Fifteen miles of paddling on water of such difficulty, with three likely portages, make for a very nearly impossible single-day descent.

Carrying camping gear in boats makes this Class V run all the more difficult. In addition, the take-out at San Martin is 1.7 miles from the river, with a steep rutted path being the only means of egress. An excellent option is, of course, to continue downstream through the scenic lower canyons. The difficulty lies in carrying sufficient gear for a three-day trip in a boat while negotiating the extremely difficult rapids of the upper section. We recommend arranging for raft support from San Martin to Siquirres.

Almost all of the difficult rapids in this section occur within two steep-walled canyons, each of which is separated by more open sections where the canyon walls are not as steep or confining.

If difficulties should arise, it would be best to continue downstream or return upstream to one of the open areas to hike out on the left bank (there are only a few isolated farms for 100 miles from river right). One could easily depart on foot from Bajo Pacuare number two, six miles downstream from the put-in, or with greater difficulty at any one of several small clusters of houses.

The upper and lower Pacuare were first run by the Polish Canoandes expedition in 1980. Led by Piotr Chmielinski, the group paddled the difficult upper gorges during the high-water month of September, making this among the most difficult rivers that the expedition attempted.

Michael Shulte, a river ranger on the Middle Fork of the Salmon, led two other kayakers on the next descent of the upper Pacuare in 1983. They portaged three rapids that were described as Class V-VI and named several of the rapids in the gorge.

The third trip down this section was inadvertent. A group of rafters from the United States put in at Bajo Pacuare, thinking that this was the correct launch site for the main Pacuare run. Fortunately, the group consisted of experienced rafters who had the sense to scout whenever the river became difficult and to portage several of the more difficult drops.

Whitewater photographer Tom Stults, Fernando Castaneda, and Rafael Gallo were the next group to attempt this section of the Pacuare, relying on Michael Shulte's detailed river notes. The group managed to run the first Class V-VI drop and obtained photographs of this remarkable river.

- EXERCISE TASKS -
• A. In the Pacuare river text, who led the Polish Canoandes expedition?
• B. Please resume the Pacuare river text from its final sentence.
The lines that come next aren't needed for anything here.

Source data:
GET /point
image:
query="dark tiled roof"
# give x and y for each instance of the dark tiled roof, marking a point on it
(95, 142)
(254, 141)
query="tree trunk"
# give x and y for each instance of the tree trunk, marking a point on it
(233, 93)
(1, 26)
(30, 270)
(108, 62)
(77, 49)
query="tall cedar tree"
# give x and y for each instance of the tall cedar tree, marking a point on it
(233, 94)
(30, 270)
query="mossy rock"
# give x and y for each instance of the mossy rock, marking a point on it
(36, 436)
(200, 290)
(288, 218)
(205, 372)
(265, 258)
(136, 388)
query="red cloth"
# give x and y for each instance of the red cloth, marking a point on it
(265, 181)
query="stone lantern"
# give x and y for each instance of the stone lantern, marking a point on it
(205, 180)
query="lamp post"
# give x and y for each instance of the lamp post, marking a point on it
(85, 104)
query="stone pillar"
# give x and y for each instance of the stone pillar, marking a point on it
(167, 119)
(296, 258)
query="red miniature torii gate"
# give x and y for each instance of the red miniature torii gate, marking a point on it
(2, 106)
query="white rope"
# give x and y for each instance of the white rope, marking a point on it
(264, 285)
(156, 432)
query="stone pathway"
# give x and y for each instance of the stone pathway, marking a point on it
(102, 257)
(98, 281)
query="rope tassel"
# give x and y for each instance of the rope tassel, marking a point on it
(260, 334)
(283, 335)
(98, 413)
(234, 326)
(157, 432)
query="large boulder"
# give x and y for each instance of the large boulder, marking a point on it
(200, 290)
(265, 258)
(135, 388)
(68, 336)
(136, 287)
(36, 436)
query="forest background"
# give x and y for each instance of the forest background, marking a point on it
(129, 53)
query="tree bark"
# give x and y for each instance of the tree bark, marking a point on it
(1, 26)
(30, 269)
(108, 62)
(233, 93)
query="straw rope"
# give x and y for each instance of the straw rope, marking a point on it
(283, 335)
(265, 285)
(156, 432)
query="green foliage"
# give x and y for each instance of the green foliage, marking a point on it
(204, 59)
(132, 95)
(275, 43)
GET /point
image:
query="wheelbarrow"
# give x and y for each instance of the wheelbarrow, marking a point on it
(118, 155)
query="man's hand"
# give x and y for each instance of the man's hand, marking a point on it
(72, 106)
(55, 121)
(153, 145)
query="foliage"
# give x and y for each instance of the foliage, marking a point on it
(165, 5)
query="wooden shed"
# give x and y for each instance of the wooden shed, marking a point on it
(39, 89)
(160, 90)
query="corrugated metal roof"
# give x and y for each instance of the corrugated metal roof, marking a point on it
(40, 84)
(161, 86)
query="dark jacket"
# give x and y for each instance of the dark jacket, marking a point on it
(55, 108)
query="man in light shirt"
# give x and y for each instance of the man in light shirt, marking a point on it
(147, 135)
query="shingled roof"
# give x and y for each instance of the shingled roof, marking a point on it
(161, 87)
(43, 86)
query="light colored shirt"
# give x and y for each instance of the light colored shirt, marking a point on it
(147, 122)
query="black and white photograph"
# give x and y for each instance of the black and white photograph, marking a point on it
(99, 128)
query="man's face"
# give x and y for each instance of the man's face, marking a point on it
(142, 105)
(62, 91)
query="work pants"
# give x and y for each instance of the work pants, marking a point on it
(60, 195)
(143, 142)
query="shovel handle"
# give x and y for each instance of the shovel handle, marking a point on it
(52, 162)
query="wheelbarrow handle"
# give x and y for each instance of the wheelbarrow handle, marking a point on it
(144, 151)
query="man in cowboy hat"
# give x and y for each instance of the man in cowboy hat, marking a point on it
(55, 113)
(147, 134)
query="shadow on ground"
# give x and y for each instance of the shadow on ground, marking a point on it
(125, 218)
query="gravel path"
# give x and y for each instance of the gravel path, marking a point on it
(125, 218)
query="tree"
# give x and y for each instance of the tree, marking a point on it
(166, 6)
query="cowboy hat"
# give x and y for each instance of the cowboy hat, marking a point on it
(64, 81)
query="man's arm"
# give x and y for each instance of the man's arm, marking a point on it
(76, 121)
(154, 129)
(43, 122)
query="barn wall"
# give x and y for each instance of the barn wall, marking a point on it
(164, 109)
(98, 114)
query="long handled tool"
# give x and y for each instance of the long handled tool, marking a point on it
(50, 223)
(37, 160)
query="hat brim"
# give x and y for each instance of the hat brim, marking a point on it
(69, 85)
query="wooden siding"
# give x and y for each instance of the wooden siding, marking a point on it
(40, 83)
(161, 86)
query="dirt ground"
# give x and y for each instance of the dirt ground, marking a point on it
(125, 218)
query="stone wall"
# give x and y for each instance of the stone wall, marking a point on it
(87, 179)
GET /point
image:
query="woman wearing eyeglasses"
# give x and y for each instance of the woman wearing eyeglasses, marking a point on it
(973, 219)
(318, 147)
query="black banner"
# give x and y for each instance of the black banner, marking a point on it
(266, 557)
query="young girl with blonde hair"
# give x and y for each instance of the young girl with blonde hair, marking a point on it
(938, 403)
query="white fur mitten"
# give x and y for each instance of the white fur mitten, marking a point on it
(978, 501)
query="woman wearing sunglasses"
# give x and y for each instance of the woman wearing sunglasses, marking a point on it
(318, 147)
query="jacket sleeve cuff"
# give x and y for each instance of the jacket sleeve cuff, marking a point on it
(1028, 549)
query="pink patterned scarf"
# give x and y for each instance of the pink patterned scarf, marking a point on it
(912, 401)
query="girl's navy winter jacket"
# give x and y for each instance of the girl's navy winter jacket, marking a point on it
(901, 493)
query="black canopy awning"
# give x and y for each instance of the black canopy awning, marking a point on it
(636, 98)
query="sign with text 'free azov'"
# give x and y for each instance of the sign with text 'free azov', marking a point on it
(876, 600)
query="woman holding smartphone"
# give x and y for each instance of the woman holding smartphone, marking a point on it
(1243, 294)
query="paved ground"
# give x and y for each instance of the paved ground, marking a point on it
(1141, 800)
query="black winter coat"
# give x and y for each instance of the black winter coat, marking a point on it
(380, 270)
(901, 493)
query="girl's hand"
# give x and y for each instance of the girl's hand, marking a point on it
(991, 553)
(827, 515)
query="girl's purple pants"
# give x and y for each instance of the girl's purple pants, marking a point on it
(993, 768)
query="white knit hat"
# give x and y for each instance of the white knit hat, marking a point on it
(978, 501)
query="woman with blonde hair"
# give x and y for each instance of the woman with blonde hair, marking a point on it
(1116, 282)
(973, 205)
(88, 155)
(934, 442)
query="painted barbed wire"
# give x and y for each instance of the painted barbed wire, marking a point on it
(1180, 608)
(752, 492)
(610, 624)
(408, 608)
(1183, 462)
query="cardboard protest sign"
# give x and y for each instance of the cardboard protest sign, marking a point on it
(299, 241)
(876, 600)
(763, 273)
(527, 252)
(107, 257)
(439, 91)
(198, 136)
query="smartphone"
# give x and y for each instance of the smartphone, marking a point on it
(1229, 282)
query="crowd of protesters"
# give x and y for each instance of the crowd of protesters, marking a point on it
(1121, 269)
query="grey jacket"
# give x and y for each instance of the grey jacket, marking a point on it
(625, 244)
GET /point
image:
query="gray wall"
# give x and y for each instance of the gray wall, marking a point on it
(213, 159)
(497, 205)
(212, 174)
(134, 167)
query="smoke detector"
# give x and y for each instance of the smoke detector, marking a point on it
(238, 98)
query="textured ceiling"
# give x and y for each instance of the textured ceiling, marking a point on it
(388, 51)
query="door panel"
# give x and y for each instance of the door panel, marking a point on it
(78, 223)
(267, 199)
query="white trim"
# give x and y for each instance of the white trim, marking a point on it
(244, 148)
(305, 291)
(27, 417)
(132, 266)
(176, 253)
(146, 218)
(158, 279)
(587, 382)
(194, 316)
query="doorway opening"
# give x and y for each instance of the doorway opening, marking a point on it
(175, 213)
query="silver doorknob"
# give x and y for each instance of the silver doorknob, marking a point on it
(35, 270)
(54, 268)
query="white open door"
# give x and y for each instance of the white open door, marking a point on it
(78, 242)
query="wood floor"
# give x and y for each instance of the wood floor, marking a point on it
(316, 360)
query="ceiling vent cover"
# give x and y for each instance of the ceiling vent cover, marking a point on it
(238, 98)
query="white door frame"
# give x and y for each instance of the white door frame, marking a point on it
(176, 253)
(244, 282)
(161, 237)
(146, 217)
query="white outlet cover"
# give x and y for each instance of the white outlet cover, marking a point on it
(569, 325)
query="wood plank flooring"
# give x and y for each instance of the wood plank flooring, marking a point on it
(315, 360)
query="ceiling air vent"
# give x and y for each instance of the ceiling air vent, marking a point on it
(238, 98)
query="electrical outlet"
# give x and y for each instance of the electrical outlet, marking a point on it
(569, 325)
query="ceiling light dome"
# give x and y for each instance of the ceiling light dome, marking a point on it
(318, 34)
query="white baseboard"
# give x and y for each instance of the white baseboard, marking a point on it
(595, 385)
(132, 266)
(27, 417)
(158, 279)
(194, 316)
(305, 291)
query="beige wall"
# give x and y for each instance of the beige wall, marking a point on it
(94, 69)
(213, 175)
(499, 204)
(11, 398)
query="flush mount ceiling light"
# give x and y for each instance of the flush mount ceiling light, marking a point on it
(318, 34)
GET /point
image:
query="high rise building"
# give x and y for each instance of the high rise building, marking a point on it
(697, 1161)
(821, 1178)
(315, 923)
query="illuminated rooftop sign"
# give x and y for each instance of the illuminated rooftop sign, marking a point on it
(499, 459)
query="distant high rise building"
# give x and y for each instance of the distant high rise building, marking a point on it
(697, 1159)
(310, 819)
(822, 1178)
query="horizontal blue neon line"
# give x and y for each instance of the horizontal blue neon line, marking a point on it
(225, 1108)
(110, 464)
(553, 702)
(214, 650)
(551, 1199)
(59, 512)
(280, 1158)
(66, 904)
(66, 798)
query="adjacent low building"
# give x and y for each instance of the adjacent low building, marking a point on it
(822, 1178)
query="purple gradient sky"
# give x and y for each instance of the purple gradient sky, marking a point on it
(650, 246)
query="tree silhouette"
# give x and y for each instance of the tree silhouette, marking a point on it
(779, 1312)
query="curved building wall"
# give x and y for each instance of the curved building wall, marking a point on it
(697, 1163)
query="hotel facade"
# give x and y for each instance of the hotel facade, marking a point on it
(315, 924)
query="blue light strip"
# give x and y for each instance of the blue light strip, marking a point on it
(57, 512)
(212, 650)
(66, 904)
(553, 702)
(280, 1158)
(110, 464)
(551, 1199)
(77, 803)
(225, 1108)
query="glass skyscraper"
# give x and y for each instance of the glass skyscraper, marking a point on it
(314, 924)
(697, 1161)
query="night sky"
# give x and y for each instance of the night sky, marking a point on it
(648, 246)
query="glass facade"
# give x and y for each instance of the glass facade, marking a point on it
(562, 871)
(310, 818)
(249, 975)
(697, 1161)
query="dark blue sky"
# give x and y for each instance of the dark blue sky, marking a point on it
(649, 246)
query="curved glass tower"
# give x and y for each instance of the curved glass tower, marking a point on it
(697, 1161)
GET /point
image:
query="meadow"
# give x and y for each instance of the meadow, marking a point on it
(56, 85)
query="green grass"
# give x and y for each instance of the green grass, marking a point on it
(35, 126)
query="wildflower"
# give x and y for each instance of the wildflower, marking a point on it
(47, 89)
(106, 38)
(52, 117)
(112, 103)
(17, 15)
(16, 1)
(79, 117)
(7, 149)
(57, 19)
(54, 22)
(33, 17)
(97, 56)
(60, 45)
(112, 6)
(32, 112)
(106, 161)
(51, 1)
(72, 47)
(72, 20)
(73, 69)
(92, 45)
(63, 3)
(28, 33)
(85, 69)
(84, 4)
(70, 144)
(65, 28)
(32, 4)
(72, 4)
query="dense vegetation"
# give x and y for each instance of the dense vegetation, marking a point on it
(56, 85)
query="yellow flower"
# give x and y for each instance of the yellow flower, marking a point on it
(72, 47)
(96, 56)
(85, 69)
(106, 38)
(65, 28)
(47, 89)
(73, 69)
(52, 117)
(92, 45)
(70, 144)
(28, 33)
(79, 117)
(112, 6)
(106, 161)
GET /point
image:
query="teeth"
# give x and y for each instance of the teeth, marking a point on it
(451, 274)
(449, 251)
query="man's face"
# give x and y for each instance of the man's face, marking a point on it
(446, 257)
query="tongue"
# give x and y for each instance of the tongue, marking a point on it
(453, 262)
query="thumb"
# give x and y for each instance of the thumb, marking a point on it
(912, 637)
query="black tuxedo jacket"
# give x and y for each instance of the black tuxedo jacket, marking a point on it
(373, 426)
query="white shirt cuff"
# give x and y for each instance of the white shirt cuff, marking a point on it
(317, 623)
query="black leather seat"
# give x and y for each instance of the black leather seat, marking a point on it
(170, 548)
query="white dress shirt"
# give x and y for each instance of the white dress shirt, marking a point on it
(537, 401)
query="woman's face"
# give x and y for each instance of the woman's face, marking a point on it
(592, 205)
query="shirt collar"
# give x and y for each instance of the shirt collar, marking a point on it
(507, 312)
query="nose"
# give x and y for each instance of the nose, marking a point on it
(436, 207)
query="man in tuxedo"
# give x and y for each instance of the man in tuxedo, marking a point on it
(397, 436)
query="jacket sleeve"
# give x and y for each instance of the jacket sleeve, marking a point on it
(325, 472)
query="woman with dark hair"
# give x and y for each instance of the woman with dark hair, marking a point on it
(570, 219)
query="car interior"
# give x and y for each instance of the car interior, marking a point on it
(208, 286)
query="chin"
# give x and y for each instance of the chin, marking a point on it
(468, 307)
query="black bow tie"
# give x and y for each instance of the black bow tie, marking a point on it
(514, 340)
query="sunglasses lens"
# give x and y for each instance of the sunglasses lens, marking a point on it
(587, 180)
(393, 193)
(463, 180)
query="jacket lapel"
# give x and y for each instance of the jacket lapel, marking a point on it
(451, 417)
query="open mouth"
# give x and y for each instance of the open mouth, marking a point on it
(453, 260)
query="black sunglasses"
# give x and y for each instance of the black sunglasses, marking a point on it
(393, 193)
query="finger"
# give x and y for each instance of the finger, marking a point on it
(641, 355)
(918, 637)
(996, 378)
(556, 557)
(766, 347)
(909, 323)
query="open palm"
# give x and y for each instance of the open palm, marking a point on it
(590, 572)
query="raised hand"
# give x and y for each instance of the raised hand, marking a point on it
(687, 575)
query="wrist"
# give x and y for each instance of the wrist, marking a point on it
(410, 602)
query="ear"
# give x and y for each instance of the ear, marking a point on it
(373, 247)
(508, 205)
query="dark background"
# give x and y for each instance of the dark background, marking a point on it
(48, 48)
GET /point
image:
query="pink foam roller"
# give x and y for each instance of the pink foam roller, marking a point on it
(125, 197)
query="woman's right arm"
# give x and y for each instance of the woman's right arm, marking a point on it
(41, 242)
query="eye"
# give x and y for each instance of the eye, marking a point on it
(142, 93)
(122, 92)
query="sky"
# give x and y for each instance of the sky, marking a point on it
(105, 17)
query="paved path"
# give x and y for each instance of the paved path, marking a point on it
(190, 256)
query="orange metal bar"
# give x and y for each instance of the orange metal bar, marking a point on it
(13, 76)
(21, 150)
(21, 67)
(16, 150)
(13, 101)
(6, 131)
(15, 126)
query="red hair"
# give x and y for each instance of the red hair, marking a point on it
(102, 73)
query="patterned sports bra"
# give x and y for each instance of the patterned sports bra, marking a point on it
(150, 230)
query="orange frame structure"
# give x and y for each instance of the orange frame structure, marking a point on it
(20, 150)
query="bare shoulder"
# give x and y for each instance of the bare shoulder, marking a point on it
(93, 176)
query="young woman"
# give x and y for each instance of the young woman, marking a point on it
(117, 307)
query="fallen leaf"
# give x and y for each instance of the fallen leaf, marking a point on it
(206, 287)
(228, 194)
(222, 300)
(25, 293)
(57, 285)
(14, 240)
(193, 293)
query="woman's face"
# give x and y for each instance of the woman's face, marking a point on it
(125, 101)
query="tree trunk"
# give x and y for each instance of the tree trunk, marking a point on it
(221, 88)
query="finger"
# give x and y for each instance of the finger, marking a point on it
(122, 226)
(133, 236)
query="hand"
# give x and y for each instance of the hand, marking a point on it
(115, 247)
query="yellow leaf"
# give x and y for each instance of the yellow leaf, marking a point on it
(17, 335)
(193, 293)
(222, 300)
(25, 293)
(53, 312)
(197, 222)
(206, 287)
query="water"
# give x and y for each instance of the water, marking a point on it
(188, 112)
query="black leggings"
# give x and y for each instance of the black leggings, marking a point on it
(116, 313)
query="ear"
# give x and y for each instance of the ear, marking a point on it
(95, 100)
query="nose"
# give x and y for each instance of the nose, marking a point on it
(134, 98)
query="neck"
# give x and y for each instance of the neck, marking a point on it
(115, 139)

- ANSWERS FOR THE TASKS -
• A. Piotr Chmielinski

• B.
For the first mile and a half below Bajo Pacuare, the river flows through open fields where small farms reach to the river's edge. Small houses line the river and many fishermen are seen along the banks. Suddenly, the river bends hard to the left and becomes very congested. Difficult rapids quickly replace the houses as the most common streamside features and few signs of human occupancy are found. The rapids are very steep boulder gardens replete with powerful holes.

The first one can be boat-scouted, but each consecutive rapid seems to increase in congestion, power, and difficulty. Several of them have badly undercut sidewalls and nearly every one of them requires a lot of maneuvering between house-size boulders and large holes. One such rapid has similar features to the previous ones, only carried to an extreme. Most parties carry it, but it has been run by starting far left, then working to the far right where two monster holes must be punched.

The river opens up somewhat after approximately five miles, then the rapids are fairly easy until the small village of Bajo Pacuare appears on the left. A hanging bridge upstream from Bajo Pacuare signals the end of the first difficult section.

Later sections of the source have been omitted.